_SHORT TASK A_: Decide whether each statement agrees with the pinball forum thread below. Answer yes or no for each, and quote the deciding words of the thread. (i) The original poster bought a first pinball machine in 2015. (ii) The Twilight Zone machine was bought for £1,900. (iii) The original poster's favorite game is Terminator 2.

________________

Any PINBALL players or collectors out there?

Delt31

Member
With the latest pinball theme being an absolute monster hit (HARRY POTTER), I thought I would take a pulse about how many play pinball here. Trailer below:



Bought my first pin in 2015 and addicted ever since. Curious how many gamers here are also into pinball?

Usually the reaction from people is surprise as they thought pinball was no longer being made. Then I tell them the price and they go into shock (10k is pretty normal….. and that Harry Potter machine goes up to 15k for the collectors).

So if you're a collector, what do you have? Favorite games? Excited about the new Harry Potter? I'm excited about the new dune. My favorite game is stern's Jurassic Park and JJP's Pirates of the Caribbean (super rare game now, has gone up in value almost 8k to 20k which is nuts).

And if you have never heard about this website, it's great to get a good intro into pinball.

www.Pinside.com
 
Last edited:
I'm fortunate to have a few really good local pinball places to get to play all the classics and the newest tables. I mostly do vpin though. Would LOVE to get some real cabs some day, if I ever get a clubhouse to store them :P
 
I wish I had the space for a full sized pinball machine. I remember sinking soany quarter into the terminator 2 pinball machine back in the days
 
I had one as a kid growing up and we loved it. Great to play when friends came over. WE got a pinball machine a NES and remote control cars all for one Christmas in like 85 or 86. It was a good year.
 
That Harry Potter pinball looks really swell. I would pay 5, maybe 6 hundo for it.

Oh it's 15k? Well, guess I won't be a pinball collector even if I did have room for these things.

How many machines do you own mister OP?
 
I've got a Twilight Zone which I bought about 25 years ago for £900. I'm not a huge fan of the modern stuff with LCD monitors in the backboxes, but I'm glad people are still making them at least, even if they've lost the plot regarding pricing.

For me the early 90s was the best era. Pat Lawlor was like the Miyamoto of pinball back then, he designed my three most played games from my student days (Funhouse, Addams Family, and obviously this one).

NeoGAF image upload isn't working for me right now, but I'll post a few more pics if anyone wants to see inside this monster. I need to open it up to change the rubbers soon (one of the slingshot rubbers has completely decayed, haven't changed them in 15 years). Just waiting for a new set to arrive.

pin.jpg
 
Don't forget bout the maintenance required.

I would imagine they are a maintenance nightmare with so many moving mechanical parts, especially the older machines.
I was never really a pinball guy, despite growing up in 80's/90's arcades where there were always a row or two of them.
The arcade in my local mall had a great selection, but they were right next to a sit down vector graphics Star Trek game that I probably fed enough quarters in to buy 20 times over.
 
Succesfully replaced all the rubber parts today - the first time I've actually done every single one of them. That's a good couple of hours work, with a bit of soldering to fix a dodgy connector too. Maintenance on these things is fun.

I took a few pictures. Twilight Zone is known for being possibly the most complex pinball ever made, and getting to some of the perishable rubber parts means disconnecting and removing the mini playfield, which I'd never actually done before.

nkGDXXCTDsqeOQkJ.jpg

^ The mini playfield with its magnetic 'flippers'. There are rubber parts underneath, as well as some on top which were extremely tricky to put on and required dismantling it.

Ne94kGlFb9Mf3MXa.jpg

^ This is what it looks like underneath. The wiring harness for that mini playfield is on the left edge, near the lowest yellow flipper coil.

________________

_SHORT TASK B_: Find every line of the records that contains the string "window". Case counts.

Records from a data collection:
________________

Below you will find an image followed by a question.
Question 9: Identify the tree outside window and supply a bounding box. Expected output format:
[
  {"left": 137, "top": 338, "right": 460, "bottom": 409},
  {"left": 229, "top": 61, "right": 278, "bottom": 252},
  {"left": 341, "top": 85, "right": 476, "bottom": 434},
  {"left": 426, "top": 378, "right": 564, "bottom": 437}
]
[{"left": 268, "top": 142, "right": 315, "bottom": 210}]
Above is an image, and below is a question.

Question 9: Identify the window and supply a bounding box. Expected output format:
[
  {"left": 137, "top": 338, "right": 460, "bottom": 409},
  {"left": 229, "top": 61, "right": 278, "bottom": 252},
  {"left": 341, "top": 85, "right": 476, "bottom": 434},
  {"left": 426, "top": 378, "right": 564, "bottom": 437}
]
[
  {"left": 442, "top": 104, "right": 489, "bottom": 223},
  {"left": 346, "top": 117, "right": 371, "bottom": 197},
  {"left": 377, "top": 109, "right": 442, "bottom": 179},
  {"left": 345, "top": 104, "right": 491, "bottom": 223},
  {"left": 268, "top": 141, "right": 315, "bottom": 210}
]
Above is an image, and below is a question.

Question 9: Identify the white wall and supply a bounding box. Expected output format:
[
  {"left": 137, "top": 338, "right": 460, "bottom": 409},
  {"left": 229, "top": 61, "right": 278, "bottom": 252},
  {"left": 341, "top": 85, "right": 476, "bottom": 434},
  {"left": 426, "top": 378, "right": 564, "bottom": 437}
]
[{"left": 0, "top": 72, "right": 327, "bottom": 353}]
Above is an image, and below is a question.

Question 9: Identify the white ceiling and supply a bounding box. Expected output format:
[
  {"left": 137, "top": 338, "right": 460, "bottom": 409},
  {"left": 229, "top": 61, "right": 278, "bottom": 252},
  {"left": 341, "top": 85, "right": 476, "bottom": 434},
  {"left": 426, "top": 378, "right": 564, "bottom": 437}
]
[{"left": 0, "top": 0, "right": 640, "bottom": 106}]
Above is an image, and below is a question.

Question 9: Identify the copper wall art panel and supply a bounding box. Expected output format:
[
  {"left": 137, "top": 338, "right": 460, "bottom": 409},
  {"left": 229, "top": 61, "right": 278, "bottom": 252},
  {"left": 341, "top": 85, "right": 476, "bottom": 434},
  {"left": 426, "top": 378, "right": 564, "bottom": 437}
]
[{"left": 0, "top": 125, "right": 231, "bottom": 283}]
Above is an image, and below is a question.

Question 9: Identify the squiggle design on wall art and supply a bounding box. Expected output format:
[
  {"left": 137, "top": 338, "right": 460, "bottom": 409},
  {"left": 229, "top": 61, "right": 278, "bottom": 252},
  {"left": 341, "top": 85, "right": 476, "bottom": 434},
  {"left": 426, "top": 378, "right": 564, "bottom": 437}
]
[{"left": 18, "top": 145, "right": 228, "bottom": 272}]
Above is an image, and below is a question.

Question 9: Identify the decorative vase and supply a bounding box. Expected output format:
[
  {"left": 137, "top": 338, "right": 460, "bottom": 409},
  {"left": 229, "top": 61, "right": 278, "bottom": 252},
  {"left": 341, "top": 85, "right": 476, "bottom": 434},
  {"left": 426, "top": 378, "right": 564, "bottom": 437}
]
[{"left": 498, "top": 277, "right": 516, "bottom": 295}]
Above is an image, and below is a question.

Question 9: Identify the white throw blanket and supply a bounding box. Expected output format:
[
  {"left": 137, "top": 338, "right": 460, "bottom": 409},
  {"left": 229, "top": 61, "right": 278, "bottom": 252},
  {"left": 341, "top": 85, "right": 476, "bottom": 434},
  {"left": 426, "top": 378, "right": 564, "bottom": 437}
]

________________

_WRITTEN ANSWER A_:
(i) Yes: "Bought my first pin in 2015 and addicted ever since."
(ii) No: "I've got a Twilight Zone which I bought about 25 years ago for £900."
(iii) No: "My favorite game is stern's Jurassic Park and JJP's Pirates of the Caribbean"

_WRITTEN ANSWER B_:
Question 9: Identify the tree outside window and supply a bounding box. Expected output format:
Question 9: Identify the window and supply a bounding box. Expected output format:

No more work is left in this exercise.